- **METTI IN PRATICA**
[1] Secondo il testo proposto, quanti dipendenti delle Pa sono stati licenziati lo scorso anno?
[2] Trascrivi il passo del testo proposto che comincia con "L’ultimo monitoraggio è" e finisce con "aumentati del 13%.".

- **TESTO PROPOSTO**

%%

L’ultimo monitoraggio è contenuto nella relazione sulla parificazione del rendiconto dello Stato della Corte dei Conti. I provvedimenti di licenziamento, spiegano i magistrati, sono «in considerevole aumento rispetto al dato del 2021». Da un anno all’altro sono aumentati del 13%. 


IL DOCUMENTO
Lo scorso anno il totale dei dipendenti licenziati dalle Pa è stato di 491 persone. Considerando che gli statali sono oltre 3,2 milioni in tutto, i numeri appaiono comunque bassi. Ma se si usa la lente di ingrandimento ci si accorge che la quota dei licenziati è quasi raddoppiata in un decennio, da quando cioè la questione delle norme sul licenziamento dei dipendenti pubblici è diventata una questione centrale. Vi ricordate le inchieste sui “furbetti del cartellino”, con le famose fotografie di alcuni dipendenti che si recavano a timbrare l’ingresso, persino in braghe, senza poi entrare negli uffici? Da allora di acqua sotto i ponti ne è passata. La narrazione del dipendente pubblico come “fannullone” è stata riposta nel cassetto. In quegli anni, probabilmente, questo storytelling è stato funzionale anche all’adozione di una serie di politiche di contenimento dei costi, come il blocco dei contratti pubblici, quello del turnover o il pagamento differito della liquidazione. Dalla pandemia in poi c’è stata invece una sorta di riscatto degli statali, considerati come capitale umano o «volti della Nazione» (così li aveva definiti il Presidente della Repubblica Sergio Mattarella ai tempi dei lockdown).

%%

- **MATERIALE FORNITO**

%%

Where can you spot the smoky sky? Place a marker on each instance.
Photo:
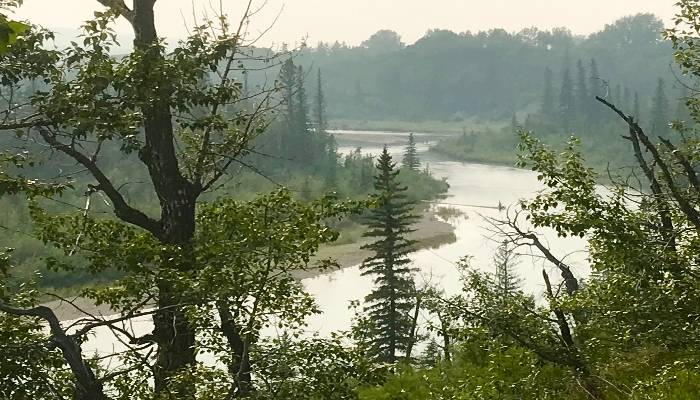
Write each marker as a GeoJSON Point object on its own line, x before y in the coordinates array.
{"type": "Point", "coordinates": [352, 21]}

%%

- **RISPOSTE**
[1] 491 persone.

[2]
L’ultimo monitoraggio è contenuto nella relazione sulla parificazione del rendiconto dello Stato della Corte dei Conti. I provvedimenti di licenziamento, spiegano i magistrati, sono «in considerevole aumento rispetto al dato del 2021». Da un anno all’altro sono aumentati del 13%.